Print out the full listing exactly as it reads.
****
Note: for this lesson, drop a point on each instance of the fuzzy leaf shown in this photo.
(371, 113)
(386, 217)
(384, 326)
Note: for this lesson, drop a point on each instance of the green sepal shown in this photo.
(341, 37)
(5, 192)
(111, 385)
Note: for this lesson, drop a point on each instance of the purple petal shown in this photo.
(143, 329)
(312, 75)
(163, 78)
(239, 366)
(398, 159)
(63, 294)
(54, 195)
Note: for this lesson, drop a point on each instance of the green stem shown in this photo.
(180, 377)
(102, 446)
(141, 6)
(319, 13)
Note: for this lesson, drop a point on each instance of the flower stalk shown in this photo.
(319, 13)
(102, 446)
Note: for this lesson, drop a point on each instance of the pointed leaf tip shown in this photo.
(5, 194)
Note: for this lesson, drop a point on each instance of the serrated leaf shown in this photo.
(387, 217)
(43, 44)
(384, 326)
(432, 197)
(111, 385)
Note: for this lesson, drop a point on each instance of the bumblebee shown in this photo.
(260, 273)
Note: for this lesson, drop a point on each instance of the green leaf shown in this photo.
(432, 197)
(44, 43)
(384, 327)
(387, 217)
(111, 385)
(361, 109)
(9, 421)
****
Answer to this task
Note: for this lesson, drop a point on each instance of the fuzzy leaf shown in this photo.
(371, 113)
(386, 217)
(384, 326)
Note: for this lesson, drop a point on each instance of the green sepal shown in this photo.
(341, 37)
(5, 192)
(111, 385)
Note: for this lesson, drop a point on each instance of the purple petal shown in this photo.
(143, 329)
(312, 75)
(163, 78)
(239, 366)
(398, 159)
(63, 294)
(54, 195)
Note: for this lesson, drop a point on each instance of the green stem shown in this photo.
(180, 377)
(102, 446)
(141, 6)
(319, 13)
Note: for this lesson, drop a point on each instance of the flower stalk shown in this photo.
(319, 13)
(102, 446)
Note: for this lesson, drop a point on each instance of the pointed leaf tip shown in this photo.
(5, 194)
Note: for this lesson, drop a point on each instance of the serrated leaf shown in this photo.
(387, 217)
(43, 44)
(384, 326)
(432, 197)
(111, 385)
Note: for this lesson, drop a point on each instance of the bumblebee shown in this photo.
(260, 273)
Note: for this lesson, drop a point on each instance of the green leaf shown in this photo.
(432, 197)
(44, 43)
(384, 327)
(387, 217)
(111, 385)
(361, 109)
(9, 421)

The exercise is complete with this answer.